(Saved entries)
□ □ □

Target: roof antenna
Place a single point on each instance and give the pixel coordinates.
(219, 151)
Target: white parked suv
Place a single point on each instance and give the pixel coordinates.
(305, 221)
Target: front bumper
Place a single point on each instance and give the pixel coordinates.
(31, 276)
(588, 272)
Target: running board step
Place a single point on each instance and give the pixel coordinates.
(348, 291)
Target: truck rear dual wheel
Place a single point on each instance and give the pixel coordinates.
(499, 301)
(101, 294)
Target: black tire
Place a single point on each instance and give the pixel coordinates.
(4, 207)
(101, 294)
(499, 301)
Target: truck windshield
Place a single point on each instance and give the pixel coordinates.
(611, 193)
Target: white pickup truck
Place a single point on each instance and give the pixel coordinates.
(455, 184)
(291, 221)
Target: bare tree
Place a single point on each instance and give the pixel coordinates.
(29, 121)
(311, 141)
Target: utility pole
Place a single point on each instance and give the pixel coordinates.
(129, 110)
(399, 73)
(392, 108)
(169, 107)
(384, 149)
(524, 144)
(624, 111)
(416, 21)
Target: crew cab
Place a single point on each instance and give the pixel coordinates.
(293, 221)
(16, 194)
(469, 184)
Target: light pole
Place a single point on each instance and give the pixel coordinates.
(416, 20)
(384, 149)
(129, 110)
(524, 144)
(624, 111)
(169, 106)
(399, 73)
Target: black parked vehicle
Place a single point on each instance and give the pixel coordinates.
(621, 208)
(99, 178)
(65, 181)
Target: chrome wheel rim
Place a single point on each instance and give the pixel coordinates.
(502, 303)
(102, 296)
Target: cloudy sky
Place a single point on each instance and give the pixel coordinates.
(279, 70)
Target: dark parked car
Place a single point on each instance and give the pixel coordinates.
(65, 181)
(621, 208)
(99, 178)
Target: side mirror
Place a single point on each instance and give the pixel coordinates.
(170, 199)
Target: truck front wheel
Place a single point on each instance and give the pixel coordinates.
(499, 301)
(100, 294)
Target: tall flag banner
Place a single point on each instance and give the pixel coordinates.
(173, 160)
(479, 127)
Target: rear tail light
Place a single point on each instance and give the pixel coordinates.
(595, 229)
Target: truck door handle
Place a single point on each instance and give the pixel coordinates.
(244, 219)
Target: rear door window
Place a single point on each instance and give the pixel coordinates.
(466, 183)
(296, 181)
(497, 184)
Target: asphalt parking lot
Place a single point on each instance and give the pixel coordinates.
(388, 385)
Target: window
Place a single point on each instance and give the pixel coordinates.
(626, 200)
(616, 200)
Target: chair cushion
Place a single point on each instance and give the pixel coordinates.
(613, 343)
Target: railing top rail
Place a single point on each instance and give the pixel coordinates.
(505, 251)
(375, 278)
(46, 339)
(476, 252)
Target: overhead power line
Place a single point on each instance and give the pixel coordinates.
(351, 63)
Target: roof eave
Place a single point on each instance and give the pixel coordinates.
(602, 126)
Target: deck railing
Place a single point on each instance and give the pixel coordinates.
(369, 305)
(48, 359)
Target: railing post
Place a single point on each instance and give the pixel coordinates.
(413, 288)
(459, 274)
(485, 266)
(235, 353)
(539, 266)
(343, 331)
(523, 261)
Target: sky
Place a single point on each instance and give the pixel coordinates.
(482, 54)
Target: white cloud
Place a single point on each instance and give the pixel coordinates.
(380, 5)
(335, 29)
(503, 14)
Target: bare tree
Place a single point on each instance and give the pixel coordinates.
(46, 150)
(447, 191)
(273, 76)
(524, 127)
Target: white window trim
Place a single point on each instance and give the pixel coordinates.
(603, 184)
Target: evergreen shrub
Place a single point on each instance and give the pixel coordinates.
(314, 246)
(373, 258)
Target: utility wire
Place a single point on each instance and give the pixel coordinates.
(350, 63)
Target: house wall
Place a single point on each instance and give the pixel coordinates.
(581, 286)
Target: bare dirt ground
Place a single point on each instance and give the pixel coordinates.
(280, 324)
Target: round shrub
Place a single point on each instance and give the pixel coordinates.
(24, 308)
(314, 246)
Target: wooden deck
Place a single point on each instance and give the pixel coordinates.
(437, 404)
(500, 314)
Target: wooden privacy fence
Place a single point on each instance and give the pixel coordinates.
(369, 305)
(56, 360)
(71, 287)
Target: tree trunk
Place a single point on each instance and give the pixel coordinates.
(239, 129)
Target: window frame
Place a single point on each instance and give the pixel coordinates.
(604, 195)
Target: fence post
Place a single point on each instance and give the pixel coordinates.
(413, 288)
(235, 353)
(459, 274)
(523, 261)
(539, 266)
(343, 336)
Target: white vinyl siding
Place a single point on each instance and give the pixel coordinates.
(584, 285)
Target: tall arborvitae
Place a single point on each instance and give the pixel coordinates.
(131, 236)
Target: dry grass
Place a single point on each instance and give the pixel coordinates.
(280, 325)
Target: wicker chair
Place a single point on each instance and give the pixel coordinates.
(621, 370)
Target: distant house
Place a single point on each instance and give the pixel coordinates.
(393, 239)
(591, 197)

□ □ □

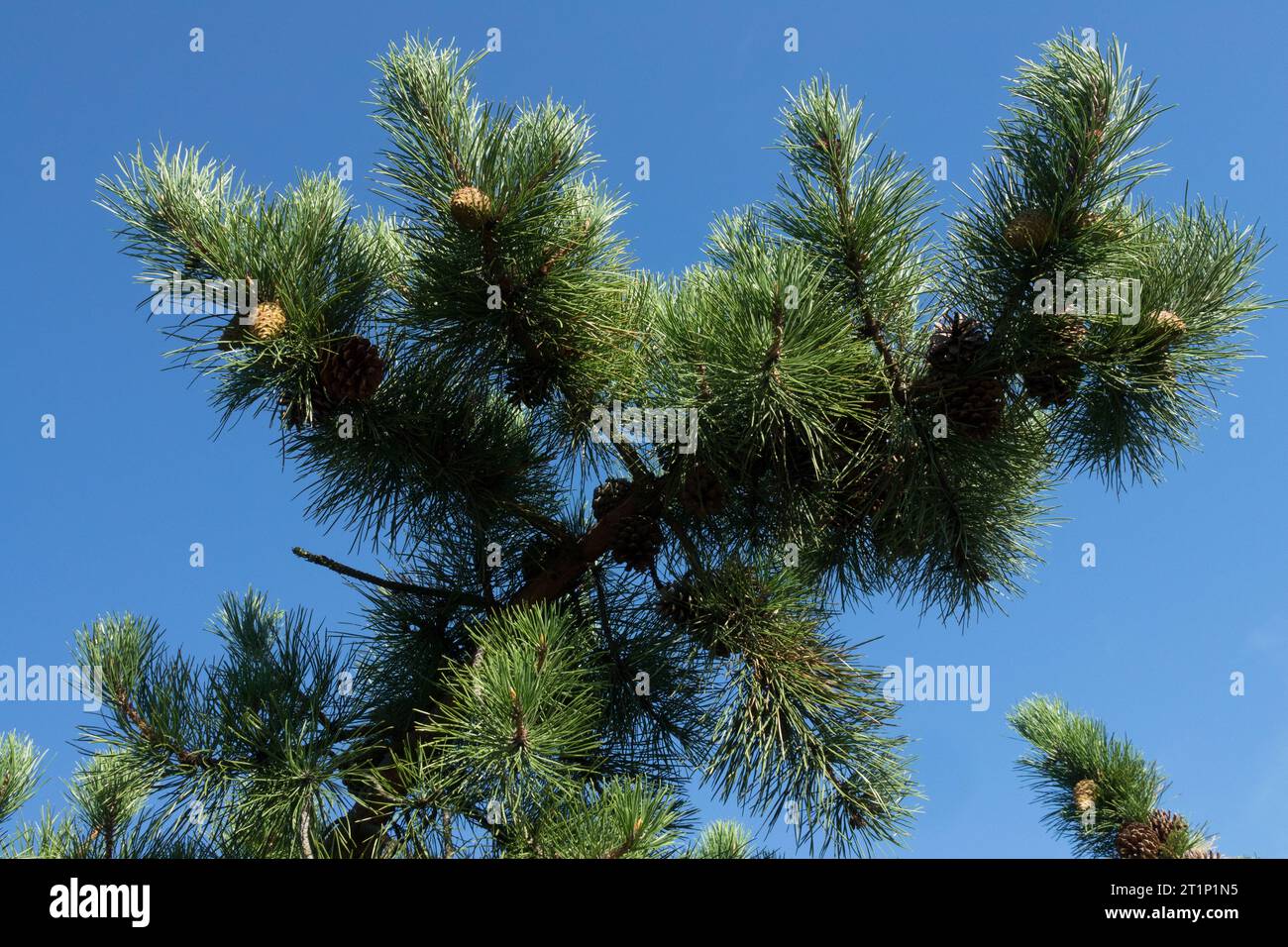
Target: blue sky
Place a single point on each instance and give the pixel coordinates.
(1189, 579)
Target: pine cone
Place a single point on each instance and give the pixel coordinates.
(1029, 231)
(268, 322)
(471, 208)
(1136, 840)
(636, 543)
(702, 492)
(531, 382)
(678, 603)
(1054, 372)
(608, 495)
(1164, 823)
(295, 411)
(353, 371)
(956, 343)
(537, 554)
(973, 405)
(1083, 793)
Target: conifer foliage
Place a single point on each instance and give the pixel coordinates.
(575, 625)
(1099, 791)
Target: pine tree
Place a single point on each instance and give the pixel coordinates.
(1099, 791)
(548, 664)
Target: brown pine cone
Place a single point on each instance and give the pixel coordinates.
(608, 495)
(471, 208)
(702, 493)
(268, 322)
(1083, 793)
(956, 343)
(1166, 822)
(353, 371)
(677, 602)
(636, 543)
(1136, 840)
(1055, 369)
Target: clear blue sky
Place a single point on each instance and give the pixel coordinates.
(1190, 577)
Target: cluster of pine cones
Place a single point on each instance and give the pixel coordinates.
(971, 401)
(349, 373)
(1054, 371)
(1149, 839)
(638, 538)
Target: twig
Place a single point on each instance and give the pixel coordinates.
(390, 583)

□ □ □

■ **What this task involves**
Return all lines from the data above with "railing" in them.

■ **Response to the exercise**
Target: railing top rail
Target: deck railing
Target: railing post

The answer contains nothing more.